### Task details
Word for word, please restate the lines from the beginning of the data through the line in which "Task: pointing. Mark each instance of the window" appears.

Records from a collection
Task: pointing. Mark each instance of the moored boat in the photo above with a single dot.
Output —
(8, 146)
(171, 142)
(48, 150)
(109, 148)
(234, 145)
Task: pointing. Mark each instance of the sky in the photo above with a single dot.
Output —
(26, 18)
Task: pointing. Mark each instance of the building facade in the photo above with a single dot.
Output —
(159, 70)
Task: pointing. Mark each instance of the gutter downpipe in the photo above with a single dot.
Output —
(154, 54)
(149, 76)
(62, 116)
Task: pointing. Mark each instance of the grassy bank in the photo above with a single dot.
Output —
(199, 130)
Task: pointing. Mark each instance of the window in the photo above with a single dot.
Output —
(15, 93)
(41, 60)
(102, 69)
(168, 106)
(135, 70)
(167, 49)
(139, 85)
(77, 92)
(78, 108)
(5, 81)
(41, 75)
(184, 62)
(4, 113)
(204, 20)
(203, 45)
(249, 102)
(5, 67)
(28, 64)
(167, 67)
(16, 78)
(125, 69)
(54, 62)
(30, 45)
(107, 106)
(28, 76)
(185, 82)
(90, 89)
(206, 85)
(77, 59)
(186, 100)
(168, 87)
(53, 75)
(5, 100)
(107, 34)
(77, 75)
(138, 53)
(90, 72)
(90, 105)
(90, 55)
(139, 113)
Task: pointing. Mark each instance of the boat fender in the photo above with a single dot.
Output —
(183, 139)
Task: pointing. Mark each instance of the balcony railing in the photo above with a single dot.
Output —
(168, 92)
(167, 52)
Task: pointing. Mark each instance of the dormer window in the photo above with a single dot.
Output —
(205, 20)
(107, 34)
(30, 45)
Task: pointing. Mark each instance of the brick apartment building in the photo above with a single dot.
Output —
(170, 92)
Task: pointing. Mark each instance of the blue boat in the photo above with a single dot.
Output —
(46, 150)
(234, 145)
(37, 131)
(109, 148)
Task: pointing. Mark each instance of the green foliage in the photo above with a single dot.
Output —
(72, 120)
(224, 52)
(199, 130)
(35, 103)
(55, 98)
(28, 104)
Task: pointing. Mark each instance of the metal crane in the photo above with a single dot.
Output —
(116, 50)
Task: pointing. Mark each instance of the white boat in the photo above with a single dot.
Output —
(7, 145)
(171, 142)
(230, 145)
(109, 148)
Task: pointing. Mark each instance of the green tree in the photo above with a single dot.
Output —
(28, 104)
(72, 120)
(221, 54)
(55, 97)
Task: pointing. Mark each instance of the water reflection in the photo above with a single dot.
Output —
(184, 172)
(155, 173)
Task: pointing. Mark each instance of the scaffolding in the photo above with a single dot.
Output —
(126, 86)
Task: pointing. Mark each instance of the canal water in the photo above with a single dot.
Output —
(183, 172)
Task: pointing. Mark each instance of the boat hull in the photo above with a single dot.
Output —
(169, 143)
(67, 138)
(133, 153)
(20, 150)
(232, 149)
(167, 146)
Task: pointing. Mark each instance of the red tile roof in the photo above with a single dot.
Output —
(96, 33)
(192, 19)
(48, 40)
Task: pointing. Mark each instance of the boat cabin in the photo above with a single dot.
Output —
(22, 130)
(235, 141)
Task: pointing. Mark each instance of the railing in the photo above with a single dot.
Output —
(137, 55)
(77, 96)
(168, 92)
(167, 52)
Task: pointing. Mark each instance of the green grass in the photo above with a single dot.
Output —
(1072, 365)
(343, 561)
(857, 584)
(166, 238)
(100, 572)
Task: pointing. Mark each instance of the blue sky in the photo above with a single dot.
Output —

### Reply
Task: pointing. Mark each instance of the moored boat in the photo above with a single dot.
Output —
(8, 146)
(171, 142)
(48, 150)
(109, 148)
(234, 145)
Task: pointing. Mark each instance of the sky in the photo above with a single dot.
Output —
(26, 18)
Task: pointing. Mark each instance of the building facade in the photo above with a single dot.
Output —
(159, 70)
Task: pointing. Mark each instance of the gutter downpipe in the photo above with a single dot.
Output —
(154, 54)
(149, 76)
(62, 116)
Task: pointing. Mark each instance of the grassy bank in the photo above with a single dot.
Output —
(199, 130)
Task: pointing. Mark each instance of the window in the photo above with a single dot.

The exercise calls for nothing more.